> **Listed entries**:

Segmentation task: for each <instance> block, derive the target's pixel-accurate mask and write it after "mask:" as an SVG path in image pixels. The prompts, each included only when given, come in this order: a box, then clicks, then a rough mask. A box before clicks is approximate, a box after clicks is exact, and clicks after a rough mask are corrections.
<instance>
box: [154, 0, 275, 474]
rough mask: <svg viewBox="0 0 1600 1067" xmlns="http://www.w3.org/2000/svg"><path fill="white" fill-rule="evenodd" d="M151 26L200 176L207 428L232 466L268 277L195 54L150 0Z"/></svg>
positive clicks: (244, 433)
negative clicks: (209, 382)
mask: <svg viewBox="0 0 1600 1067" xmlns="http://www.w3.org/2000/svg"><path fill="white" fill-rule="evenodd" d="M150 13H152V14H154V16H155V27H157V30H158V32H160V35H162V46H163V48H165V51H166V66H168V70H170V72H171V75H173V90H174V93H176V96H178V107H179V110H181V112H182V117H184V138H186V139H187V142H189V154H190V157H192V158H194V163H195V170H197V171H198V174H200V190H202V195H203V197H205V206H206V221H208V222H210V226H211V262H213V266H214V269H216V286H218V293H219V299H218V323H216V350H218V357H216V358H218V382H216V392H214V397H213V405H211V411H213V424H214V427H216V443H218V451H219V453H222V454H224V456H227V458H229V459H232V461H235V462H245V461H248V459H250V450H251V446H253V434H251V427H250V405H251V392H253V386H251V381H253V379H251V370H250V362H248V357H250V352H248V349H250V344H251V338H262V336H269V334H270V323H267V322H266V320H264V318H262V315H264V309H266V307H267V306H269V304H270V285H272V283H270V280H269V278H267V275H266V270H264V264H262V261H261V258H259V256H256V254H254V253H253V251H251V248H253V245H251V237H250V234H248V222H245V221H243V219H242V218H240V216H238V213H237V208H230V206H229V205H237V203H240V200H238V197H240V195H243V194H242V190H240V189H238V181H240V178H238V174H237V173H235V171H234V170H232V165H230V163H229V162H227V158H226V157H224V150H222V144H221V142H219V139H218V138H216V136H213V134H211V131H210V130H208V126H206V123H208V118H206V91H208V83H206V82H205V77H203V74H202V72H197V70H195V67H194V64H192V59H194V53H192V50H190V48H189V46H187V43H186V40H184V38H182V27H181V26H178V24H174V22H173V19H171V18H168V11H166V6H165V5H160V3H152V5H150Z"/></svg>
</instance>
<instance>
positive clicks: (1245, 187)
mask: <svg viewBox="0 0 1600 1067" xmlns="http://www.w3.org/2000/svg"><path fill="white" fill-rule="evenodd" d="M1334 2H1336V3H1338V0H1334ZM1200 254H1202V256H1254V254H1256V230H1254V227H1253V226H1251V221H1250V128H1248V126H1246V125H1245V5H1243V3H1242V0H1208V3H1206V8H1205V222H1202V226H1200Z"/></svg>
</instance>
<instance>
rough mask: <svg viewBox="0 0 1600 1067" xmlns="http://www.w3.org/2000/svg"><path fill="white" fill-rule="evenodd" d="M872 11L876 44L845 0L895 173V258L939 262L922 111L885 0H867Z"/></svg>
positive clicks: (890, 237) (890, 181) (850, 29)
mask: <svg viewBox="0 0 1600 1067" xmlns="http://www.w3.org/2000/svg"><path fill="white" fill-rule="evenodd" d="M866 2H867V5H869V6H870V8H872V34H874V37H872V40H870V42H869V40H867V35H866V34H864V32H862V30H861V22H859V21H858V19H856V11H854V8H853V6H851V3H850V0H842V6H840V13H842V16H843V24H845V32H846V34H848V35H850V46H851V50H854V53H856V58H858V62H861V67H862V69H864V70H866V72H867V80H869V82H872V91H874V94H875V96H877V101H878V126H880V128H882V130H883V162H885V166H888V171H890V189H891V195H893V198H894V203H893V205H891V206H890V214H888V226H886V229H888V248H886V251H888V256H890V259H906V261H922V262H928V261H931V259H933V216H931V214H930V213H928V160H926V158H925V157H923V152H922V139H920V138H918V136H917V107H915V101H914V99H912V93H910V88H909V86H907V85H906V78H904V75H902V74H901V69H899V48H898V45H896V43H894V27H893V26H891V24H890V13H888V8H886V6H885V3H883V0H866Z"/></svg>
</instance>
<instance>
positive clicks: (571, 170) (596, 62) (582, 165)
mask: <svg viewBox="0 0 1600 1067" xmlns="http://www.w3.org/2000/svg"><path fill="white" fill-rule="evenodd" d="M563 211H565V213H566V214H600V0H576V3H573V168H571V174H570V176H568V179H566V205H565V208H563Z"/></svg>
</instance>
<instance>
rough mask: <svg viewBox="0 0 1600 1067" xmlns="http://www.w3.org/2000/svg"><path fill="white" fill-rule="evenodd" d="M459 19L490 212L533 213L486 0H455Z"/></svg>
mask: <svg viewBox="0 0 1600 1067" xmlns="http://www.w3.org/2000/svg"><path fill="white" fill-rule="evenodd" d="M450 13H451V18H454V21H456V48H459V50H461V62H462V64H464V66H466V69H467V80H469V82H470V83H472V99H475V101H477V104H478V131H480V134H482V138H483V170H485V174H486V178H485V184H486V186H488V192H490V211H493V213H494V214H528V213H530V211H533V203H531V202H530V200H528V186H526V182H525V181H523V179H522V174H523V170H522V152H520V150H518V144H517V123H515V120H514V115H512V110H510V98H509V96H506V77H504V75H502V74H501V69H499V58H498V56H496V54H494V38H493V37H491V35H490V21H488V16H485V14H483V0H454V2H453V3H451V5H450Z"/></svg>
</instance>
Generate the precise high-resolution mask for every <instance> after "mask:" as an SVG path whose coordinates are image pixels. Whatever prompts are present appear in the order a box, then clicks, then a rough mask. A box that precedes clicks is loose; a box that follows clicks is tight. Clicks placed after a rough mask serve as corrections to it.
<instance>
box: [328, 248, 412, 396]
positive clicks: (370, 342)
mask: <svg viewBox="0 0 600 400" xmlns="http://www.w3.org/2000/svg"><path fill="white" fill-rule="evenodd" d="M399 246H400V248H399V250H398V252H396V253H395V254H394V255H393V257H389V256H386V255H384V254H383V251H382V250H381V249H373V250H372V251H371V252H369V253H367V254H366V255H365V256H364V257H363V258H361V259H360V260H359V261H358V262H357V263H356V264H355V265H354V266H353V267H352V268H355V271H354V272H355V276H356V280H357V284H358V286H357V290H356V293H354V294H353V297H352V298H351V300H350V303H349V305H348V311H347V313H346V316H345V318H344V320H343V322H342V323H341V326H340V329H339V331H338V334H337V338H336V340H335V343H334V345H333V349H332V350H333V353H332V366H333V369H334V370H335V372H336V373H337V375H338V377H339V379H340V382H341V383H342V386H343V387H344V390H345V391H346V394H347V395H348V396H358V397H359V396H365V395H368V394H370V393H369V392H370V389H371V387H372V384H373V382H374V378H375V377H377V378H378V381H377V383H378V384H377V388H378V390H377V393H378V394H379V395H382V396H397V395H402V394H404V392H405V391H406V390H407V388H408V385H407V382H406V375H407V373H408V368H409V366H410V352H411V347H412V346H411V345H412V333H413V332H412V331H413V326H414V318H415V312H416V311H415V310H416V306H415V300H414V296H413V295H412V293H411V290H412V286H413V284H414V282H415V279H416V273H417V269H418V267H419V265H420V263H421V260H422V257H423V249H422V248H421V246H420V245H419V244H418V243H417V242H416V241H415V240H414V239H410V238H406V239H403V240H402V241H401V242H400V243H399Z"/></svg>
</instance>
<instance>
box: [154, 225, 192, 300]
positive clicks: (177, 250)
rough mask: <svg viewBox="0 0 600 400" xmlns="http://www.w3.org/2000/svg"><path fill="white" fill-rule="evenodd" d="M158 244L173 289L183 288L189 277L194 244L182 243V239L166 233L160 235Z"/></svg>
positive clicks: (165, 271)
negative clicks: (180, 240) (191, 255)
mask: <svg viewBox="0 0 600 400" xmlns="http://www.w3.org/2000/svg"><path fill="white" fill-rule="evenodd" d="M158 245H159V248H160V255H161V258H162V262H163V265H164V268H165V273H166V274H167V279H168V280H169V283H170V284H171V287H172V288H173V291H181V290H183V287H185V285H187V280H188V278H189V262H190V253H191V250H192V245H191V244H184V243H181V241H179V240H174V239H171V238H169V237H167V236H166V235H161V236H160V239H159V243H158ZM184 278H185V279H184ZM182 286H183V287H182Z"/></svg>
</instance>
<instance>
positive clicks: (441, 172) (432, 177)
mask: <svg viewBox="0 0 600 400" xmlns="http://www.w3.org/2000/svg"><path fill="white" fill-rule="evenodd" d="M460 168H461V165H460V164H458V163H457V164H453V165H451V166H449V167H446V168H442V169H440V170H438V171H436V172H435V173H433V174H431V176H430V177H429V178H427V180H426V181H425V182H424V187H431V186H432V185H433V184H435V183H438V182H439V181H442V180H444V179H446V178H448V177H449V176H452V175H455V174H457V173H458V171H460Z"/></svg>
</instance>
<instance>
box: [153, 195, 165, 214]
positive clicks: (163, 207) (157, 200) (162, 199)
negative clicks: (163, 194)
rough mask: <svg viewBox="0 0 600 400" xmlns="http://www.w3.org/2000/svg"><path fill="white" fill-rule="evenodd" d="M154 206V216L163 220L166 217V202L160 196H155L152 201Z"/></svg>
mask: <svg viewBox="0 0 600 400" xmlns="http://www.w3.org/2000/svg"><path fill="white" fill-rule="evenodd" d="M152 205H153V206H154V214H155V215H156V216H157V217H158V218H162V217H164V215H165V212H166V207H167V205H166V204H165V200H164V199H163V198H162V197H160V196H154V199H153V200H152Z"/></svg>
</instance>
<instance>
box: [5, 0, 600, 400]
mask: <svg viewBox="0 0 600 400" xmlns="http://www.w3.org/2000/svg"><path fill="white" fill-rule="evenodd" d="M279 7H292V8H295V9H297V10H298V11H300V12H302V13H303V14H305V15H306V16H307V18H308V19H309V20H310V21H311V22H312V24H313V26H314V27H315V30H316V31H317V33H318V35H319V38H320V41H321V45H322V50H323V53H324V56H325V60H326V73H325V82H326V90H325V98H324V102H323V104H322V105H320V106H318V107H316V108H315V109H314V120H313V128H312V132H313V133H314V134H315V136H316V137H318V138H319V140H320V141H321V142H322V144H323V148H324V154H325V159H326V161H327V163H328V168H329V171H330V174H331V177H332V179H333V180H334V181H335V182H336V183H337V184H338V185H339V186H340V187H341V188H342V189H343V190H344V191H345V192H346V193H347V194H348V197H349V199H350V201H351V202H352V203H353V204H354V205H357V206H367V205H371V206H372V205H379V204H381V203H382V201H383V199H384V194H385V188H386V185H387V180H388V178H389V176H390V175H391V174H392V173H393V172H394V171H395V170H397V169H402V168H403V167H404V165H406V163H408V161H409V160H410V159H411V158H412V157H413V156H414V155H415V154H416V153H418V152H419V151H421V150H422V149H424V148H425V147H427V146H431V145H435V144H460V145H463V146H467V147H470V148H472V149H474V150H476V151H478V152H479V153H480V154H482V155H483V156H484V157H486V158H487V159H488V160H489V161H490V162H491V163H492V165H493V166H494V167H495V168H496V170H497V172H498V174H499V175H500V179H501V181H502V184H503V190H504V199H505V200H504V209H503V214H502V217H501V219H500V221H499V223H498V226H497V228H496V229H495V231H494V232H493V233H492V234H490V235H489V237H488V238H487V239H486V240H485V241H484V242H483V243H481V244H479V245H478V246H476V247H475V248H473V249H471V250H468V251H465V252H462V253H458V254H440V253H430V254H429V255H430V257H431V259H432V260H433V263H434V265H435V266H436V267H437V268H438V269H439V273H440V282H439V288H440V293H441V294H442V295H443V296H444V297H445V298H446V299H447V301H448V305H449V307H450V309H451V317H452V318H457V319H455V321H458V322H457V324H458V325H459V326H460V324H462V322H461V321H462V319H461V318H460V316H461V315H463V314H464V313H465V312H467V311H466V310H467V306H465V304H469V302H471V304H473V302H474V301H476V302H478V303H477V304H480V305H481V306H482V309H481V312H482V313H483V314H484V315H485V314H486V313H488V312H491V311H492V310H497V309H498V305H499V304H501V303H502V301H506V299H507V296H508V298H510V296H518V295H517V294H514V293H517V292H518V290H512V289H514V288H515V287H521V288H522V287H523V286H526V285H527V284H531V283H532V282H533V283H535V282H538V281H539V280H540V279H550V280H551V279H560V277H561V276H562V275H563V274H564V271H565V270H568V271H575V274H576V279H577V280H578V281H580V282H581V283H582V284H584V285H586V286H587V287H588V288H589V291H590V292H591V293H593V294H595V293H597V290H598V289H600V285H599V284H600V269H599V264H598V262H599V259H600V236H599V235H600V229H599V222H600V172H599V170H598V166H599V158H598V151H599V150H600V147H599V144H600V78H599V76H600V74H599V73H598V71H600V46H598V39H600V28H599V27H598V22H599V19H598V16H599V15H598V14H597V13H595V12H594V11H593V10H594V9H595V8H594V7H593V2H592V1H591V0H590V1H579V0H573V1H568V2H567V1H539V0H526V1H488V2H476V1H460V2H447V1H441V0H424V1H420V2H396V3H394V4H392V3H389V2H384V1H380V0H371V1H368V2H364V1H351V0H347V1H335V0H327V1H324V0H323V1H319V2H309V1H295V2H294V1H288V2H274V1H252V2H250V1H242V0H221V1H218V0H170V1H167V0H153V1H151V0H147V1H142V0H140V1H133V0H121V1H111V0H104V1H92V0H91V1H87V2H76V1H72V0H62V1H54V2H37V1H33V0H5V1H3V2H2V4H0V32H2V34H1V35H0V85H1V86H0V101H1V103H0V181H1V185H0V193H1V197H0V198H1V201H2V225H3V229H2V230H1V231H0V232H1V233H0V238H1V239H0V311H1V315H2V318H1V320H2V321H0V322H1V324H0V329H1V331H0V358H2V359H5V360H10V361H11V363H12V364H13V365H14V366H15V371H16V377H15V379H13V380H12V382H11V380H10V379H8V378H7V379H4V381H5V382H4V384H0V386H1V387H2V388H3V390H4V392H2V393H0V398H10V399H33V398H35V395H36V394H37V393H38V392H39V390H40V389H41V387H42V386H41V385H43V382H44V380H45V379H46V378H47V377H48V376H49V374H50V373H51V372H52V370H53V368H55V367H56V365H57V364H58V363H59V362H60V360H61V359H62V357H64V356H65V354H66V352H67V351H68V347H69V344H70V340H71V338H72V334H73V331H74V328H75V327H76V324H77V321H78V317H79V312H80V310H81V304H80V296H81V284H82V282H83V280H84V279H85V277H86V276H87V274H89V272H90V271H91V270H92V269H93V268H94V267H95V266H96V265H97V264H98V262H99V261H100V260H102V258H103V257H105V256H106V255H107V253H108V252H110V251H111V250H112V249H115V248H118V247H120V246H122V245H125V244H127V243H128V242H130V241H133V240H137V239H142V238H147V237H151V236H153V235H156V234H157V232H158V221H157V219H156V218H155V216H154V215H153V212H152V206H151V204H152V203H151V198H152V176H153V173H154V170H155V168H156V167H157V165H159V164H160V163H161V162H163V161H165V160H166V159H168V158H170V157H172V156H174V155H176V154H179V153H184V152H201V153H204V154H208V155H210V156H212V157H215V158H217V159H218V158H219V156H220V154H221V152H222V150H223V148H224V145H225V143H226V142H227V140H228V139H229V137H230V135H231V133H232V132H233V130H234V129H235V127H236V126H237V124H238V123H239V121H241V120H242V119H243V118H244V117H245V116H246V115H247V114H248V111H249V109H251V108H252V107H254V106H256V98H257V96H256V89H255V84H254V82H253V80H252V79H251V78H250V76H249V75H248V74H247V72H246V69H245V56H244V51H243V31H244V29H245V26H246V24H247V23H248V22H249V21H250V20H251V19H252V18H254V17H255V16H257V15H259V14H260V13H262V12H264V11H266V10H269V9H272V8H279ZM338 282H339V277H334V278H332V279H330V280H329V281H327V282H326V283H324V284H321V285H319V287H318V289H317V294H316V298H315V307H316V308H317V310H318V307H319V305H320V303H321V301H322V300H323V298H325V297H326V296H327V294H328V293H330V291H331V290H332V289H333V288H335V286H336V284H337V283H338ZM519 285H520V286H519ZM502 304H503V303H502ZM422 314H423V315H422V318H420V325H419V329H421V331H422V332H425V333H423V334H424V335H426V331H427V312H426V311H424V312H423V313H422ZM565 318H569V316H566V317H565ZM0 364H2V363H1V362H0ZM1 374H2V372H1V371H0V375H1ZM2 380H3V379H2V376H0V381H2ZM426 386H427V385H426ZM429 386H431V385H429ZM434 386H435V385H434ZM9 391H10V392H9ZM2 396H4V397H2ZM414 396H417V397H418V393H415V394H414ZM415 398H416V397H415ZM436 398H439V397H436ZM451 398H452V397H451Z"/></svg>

> **Required work**:
Using the entries above, return exactly the lines from the line with "box: [154, 0, 275, 474]" to the line with "positive clicks: (244, 433)", counting both of those lines.

> **Output below**:
box: [154, 0, 275, 474]
rough mask: <svg viewBox="0 0 1600 1067" xmlns="http://www.w3.org/2000/svg"><path fill="white" fill-rule="evenodd" d="M151 26L200 176L207 428L232 466L268 277L195 54L150 0Z"/></svg>
positive clicks: (244, 433)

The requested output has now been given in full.